- SUPPLIED TEXT
• • • • • • •

With no PHDF loaded, the "field" option of the match statement is not available. Match criteria are defined using a start point, offset, size, value to match and mask. The start points available are the beginning of the Layer 2 datagram header or the Layer 3 network header. Match definitions can use relational operators, logical operators, string values, and regular expressions.
rtr(config-cmap)# match start {l2-start | l3-start} offset <value> size <bytes to match> { eq | neq
} <value> [ mask < mask value > ]
Or
rtr(config-cmap)# match start {l2-start | l3-start} offset <value> size <bytes to match> { gt | lt
| range | regex } <value>
All relational operators (eq, gt, lt, neq) expect the argument to be a number in decimal or hexadecimal. The maximum size of the value is 4 bytes.
The optional "mask" is available for "eq" and "neq" operators. The mask value is specified as a "reverse mask"; each bit that you want to examine should be "0" and each "don't care" bit should be "1".
If "range" is specified here, then two values are required-one for the upper limit and one for the lower limit.

• • • • • • •

- EXTRACTED RECORDS
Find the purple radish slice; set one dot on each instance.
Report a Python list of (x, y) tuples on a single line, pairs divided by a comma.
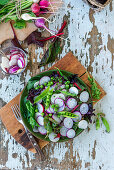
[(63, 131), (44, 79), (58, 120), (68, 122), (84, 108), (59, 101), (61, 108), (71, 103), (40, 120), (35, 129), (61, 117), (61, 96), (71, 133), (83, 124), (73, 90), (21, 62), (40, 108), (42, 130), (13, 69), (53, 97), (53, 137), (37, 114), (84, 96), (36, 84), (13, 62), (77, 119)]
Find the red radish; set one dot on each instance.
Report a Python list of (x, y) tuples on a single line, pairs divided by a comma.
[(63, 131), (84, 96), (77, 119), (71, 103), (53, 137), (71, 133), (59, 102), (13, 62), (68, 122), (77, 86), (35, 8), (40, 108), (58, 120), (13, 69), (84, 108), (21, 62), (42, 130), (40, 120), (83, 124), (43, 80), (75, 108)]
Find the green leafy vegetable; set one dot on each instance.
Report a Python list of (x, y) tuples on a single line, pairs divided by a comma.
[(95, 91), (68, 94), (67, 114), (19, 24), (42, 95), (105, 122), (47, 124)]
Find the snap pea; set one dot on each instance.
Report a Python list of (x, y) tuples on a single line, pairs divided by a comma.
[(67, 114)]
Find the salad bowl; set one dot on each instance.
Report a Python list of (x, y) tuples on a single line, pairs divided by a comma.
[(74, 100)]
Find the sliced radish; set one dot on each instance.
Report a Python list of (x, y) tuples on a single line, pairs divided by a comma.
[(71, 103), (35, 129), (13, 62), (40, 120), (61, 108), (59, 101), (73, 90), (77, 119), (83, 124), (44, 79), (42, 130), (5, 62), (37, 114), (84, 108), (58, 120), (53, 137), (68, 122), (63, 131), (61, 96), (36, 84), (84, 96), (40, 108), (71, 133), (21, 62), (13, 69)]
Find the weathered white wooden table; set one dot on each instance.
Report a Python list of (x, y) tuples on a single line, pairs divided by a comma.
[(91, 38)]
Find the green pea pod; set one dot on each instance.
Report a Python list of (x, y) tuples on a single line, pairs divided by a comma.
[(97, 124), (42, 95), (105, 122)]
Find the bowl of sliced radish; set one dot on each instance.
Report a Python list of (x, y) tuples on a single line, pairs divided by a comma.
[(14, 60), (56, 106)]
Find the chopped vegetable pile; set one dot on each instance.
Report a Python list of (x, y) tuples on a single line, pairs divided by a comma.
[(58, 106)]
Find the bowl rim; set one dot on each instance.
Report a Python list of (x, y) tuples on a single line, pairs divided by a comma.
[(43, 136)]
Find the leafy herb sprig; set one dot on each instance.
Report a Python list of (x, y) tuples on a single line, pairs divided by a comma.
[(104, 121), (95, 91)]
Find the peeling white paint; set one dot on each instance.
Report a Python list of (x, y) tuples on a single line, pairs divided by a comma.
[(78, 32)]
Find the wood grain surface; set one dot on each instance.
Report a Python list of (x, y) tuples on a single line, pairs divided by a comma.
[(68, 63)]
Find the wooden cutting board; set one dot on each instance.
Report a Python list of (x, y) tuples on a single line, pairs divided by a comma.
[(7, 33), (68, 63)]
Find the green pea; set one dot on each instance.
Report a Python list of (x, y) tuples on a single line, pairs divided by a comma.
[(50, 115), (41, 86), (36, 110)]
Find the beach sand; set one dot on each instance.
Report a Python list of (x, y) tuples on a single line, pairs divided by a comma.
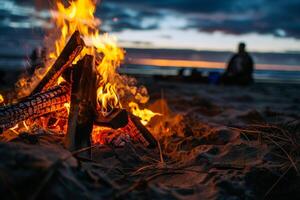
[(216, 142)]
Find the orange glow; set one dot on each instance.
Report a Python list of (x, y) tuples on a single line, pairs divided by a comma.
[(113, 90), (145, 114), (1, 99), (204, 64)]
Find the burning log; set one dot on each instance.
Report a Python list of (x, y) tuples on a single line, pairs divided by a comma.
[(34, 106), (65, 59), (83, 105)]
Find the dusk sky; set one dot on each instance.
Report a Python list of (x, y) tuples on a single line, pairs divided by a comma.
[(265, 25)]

• • • • • • •

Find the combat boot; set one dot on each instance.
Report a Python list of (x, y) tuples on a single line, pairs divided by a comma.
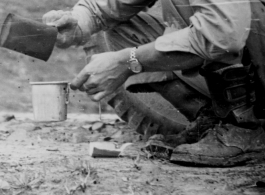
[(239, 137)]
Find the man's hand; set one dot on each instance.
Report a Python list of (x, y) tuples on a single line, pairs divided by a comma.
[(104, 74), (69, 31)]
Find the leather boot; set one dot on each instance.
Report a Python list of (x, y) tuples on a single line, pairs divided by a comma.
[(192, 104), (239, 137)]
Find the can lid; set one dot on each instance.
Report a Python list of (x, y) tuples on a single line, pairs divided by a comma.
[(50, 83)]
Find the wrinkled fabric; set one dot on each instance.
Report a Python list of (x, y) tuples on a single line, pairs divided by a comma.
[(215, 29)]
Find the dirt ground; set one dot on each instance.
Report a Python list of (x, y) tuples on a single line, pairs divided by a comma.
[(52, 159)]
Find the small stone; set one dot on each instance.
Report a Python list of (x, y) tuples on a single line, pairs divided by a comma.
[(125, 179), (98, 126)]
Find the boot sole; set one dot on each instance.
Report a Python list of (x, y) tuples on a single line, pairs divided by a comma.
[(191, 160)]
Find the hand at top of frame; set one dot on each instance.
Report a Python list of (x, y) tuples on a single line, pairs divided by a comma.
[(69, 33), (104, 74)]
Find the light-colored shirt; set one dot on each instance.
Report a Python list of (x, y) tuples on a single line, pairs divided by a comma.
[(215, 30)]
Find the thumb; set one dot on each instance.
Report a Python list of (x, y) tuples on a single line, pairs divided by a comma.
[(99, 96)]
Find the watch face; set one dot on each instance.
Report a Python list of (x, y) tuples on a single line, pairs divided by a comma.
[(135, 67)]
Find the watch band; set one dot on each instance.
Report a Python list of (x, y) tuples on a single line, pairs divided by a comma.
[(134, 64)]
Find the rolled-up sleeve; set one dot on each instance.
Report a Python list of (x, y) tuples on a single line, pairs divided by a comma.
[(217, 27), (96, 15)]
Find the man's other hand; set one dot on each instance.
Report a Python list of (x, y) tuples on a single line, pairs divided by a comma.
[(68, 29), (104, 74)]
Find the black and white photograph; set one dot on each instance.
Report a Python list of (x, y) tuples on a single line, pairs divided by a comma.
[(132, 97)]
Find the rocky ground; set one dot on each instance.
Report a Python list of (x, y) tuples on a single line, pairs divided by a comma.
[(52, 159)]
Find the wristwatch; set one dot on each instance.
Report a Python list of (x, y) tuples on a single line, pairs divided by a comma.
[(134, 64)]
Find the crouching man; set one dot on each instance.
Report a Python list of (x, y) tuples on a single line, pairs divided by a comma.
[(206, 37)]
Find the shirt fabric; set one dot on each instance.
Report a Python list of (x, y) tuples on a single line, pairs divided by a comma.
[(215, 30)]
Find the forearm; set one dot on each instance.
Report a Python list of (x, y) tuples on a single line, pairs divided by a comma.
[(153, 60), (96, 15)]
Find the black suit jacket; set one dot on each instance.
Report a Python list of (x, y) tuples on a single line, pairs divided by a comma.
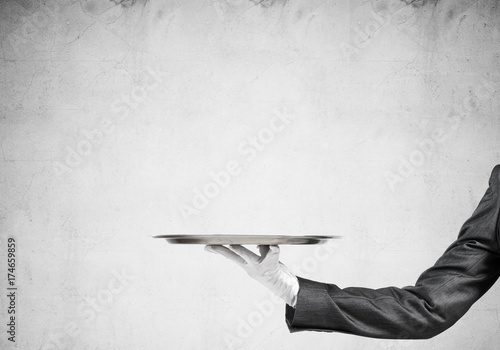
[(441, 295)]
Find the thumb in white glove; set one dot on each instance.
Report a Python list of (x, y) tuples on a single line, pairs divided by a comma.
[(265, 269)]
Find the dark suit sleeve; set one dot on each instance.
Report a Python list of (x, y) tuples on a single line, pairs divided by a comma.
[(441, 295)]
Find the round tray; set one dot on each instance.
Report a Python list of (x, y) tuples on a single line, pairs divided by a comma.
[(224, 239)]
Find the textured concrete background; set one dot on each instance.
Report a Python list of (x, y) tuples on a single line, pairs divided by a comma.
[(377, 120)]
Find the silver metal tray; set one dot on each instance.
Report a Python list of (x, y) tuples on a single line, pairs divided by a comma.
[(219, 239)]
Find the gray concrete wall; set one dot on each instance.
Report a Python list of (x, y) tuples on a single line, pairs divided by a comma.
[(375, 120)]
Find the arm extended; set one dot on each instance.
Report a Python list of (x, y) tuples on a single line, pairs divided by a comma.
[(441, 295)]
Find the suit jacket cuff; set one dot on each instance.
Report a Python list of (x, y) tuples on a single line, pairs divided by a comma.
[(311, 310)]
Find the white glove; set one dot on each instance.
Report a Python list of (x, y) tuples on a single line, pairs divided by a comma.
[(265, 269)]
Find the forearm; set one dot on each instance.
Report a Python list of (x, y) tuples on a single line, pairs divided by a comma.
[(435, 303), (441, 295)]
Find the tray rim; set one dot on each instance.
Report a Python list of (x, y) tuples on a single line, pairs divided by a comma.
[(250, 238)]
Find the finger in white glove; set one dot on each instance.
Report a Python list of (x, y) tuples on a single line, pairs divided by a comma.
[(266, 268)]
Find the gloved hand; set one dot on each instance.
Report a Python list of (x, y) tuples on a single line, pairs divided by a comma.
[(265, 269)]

• • • • • • •

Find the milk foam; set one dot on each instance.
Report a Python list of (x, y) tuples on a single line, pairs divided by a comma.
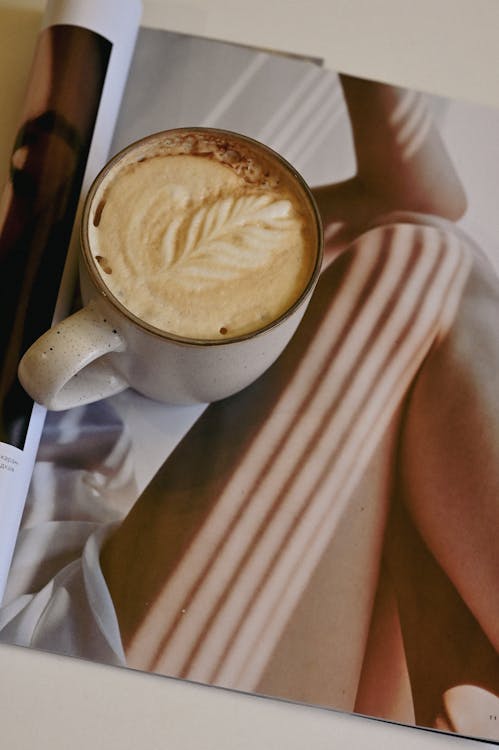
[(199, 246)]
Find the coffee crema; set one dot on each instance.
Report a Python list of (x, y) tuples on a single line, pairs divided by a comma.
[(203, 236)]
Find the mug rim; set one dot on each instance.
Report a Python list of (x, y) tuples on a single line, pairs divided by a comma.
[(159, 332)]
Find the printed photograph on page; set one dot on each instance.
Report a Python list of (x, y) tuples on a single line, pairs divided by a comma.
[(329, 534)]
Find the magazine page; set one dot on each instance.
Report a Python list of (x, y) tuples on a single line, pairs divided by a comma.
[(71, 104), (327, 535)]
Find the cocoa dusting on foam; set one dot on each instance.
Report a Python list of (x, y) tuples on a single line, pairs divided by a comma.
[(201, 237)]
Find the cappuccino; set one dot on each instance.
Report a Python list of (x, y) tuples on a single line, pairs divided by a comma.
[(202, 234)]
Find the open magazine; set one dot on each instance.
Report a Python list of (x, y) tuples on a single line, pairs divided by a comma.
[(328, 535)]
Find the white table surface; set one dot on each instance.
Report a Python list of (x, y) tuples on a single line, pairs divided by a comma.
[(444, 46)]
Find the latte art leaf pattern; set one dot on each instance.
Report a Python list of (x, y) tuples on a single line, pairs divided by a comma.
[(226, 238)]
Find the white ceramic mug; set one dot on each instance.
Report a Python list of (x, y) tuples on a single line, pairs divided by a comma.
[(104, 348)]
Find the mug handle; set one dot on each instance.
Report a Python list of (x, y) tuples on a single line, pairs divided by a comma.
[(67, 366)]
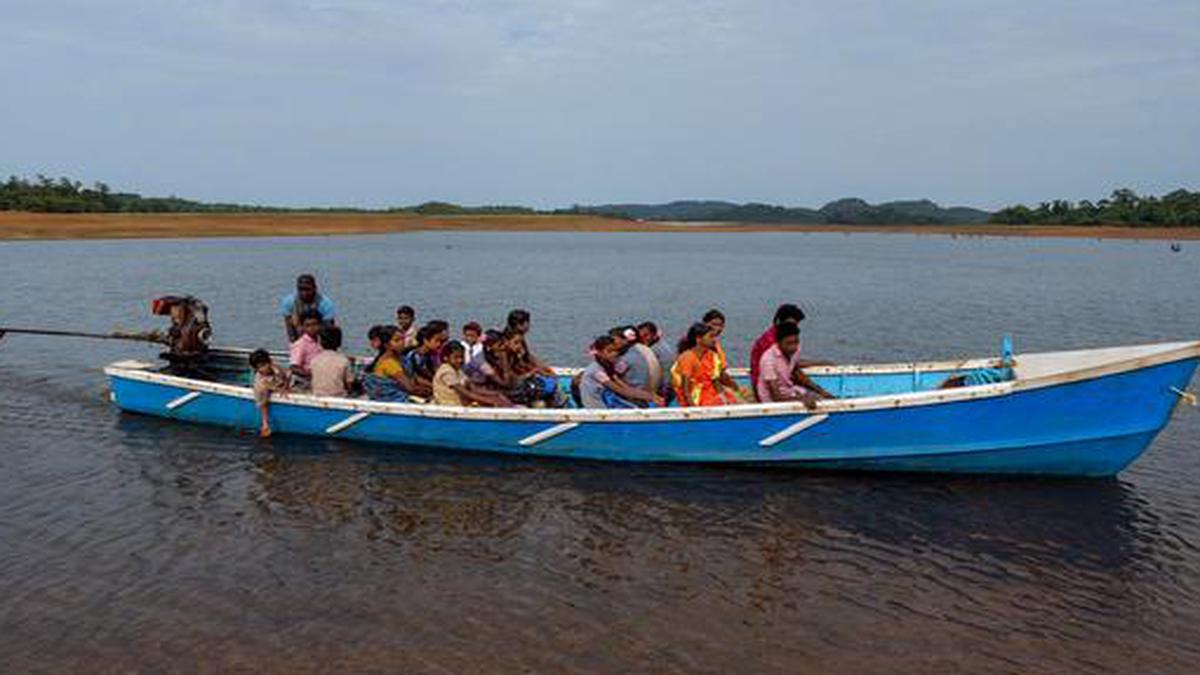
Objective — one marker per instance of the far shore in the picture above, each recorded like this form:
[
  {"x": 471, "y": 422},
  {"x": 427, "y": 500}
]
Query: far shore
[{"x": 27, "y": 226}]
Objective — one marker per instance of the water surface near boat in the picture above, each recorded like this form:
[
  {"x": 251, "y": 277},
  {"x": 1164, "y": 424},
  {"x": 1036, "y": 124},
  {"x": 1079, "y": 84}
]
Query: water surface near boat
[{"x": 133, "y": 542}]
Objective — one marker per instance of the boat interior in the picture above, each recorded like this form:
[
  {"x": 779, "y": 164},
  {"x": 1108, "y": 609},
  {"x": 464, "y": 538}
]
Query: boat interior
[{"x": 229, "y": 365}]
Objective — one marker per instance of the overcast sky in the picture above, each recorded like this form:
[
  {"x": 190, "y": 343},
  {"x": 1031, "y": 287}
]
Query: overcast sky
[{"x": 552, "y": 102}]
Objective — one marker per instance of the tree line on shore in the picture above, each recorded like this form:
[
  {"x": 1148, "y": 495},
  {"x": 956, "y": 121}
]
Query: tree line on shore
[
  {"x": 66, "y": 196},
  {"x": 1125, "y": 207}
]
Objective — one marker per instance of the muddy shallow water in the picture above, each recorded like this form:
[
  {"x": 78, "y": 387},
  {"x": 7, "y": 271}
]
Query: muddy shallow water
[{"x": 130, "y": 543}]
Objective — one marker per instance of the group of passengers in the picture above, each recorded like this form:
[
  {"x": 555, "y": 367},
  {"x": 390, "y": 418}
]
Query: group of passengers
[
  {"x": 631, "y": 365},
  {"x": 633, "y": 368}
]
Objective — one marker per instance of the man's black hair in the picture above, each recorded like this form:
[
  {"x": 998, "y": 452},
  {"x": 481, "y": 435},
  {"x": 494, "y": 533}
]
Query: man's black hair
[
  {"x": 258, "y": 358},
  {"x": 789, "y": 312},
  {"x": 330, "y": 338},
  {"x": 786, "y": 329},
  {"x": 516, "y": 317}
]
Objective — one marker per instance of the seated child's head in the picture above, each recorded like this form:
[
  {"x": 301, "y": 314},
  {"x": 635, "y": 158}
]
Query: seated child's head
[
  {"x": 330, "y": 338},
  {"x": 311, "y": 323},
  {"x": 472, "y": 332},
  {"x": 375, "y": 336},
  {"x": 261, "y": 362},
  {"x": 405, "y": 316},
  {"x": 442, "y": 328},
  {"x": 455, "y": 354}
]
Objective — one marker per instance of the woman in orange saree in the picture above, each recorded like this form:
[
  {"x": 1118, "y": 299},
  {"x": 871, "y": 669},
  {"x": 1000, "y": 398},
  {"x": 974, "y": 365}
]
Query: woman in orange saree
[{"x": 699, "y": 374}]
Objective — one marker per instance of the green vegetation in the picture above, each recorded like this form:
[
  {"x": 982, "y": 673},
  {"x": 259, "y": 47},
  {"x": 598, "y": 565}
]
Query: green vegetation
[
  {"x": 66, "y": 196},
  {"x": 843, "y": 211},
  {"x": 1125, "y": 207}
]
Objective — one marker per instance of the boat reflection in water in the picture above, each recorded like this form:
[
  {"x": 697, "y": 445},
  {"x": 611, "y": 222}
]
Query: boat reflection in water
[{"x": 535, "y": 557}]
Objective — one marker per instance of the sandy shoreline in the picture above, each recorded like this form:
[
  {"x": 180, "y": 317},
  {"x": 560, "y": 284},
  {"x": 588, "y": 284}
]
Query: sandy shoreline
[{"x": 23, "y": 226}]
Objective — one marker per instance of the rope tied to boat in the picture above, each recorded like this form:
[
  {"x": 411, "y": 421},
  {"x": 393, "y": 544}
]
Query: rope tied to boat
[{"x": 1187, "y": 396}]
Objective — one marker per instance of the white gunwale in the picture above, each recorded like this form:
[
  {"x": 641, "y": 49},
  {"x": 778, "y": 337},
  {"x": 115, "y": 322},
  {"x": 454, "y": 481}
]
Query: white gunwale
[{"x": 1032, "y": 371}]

• • • • • • •

- EXERCISE BRIEF
Can you reproduce the match-criteria text word for word, starting at "With no PHDF" and ending at "and regular expressions."? The listing has no connection to the match-criteria text.

- SOLUTION FOR THIS TASK
With no PHDF loaded, the "field" option of the match statement is not available. Match criteria are defined using a start point, offset, size, value to match and mask. The start points available are the beginning of the Layer 2 datagram header or the Layer 3 network header. Match definitions can use relational operators, logical operators, string values, and regular expressions.